**EXERCISE PROMPT**
Find the line with "# pin a point on each instance of the paved" in the entries below. Repeat it, every following line, and the line with "# Target: coconut palm tree", exactly and with nothing added.

**MATERIAL SUPPLIED**

◇ ◇ ◇ ◇ ◇

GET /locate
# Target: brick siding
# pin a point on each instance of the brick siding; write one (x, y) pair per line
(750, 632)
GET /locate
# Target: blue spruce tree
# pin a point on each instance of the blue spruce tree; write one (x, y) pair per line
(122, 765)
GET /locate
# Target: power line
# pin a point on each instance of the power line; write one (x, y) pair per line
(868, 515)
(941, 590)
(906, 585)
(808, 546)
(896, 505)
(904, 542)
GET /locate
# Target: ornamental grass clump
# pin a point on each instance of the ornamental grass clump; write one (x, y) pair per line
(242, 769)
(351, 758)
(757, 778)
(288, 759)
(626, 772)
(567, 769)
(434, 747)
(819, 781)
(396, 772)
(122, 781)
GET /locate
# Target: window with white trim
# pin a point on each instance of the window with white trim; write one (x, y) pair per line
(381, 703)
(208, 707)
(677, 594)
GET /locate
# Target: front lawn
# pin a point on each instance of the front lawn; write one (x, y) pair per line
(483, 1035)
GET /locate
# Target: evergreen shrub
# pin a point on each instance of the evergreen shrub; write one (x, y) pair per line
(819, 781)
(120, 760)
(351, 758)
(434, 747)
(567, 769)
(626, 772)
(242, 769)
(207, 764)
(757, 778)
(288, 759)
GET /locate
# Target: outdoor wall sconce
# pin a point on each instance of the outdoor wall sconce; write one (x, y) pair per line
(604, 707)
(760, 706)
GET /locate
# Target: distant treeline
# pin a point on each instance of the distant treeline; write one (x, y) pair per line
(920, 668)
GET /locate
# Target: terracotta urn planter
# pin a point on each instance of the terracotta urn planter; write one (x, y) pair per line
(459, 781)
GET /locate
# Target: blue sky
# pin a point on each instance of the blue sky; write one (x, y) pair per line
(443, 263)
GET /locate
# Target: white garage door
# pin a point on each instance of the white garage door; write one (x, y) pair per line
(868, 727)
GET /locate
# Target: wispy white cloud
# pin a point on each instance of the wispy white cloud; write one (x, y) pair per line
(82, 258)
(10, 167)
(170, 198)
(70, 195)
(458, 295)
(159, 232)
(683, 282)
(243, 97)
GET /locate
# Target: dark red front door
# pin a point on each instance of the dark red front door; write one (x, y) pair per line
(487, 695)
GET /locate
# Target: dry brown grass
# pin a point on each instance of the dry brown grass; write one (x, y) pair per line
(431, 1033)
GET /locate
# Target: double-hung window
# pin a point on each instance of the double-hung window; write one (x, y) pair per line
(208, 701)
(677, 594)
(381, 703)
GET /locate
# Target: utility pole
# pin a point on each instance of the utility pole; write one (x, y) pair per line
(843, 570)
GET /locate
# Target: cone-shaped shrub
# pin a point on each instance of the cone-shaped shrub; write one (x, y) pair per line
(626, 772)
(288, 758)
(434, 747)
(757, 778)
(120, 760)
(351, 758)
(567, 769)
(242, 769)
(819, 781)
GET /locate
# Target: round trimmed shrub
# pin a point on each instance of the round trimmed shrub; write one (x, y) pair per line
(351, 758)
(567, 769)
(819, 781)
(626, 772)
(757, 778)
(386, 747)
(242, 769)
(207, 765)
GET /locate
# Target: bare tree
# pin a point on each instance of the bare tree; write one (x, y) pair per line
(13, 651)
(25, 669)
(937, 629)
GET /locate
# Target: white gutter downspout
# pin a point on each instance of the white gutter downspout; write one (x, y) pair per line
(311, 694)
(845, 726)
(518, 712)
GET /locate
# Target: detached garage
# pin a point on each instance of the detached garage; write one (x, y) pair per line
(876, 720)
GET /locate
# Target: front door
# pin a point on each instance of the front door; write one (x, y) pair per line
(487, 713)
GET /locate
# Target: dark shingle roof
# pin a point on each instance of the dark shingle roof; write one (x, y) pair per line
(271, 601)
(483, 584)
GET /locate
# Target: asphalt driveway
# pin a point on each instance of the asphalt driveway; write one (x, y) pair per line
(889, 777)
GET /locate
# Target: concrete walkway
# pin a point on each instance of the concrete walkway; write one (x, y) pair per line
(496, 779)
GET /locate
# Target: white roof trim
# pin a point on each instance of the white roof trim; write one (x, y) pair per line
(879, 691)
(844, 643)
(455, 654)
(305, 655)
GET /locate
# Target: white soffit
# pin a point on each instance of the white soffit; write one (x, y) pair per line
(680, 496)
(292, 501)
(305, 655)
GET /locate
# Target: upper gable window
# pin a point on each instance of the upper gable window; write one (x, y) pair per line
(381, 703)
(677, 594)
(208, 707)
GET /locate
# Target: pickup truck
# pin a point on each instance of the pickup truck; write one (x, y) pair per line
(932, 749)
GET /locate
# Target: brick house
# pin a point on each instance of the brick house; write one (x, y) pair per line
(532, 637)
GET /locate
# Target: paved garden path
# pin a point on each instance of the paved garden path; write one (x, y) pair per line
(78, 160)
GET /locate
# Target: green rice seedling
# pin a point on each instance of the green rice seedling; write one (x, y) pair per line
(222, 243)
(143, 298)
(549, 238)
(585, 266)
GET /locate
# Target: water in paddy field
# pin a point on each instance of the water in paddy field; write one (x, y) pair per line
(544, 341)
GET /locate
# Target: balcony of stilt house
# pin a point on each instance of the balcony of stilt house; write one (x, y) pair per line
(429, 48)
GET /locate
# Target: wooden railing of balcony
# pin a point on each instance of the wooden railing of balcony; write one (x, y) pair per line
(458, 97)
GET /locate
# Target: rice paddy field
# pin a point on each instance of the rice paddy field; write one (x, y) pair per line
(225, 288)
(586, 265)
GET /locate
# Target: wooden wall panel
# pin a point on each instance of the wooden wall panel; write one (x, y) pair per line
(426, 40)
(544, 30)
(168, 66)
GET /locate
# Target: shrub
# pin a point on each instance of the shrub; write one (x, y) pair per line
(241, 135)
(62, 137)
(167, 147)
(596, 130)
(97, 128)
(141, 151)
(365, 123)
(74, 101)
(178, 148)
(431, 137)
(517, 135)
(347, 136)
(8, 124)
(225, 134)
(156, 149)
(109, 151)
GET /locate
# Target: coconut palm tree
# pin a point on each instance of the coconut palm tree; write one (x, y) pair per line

◇ ◇ ◇ ◇ ◇

**SOLUTION BELOW**
# pin a point on each instance of the paved garden path; write one (x, y) pair per line
(78, 160)
GET /locate
# Target: green rice seedling
# pin a point on each instance of the green rice seedling; write one (x, y) pair per line
(222, 243)
(143, 298)
(549, 238)
(585, 266)
GET /locate
# Target: water in paddy field
# pin a point on each instance of the water in paddy field; write one (x, y) pair per line
(544, 341)
GET /locate
# Target: balcony of stilt house
# pin a point on each instance of the balcony of stilt house; write one (x, y) pair per line
(429, 48)
GET /locate
# Target: wooden railing of balcony
# pin a point on each instance of the wooden railing of balcony; write one (x, y) pair per line
(458, 97)
GET /locate
# Target: rice paddy field
# pin a point on each instance of the rice paddy field; write one (x, y) pair per line
(225, 288)
(586, 265)
GET /locate
# Target: wooden wall panel
# pin a point on each instance of the wooden wall panel; write one (x, y) pair per line
(426, 40)
(544, 30)
(168, 66)
GET /locate
# Target: shrub
# pin a point on each instance of the shrub; write one (x, y) pair per line
(241, 135)
(62, 137)
(167, 147)
(596, 130)
(97, 128)
(141, 151)
(365, 123)
(74, 101)
(178, 148)
(431, 137)
(517, 135)
(347, 136)
(8, 124)
(225, 134)
(156, 149)
(109, 151)
GET /locate
# Target: coconut palm tree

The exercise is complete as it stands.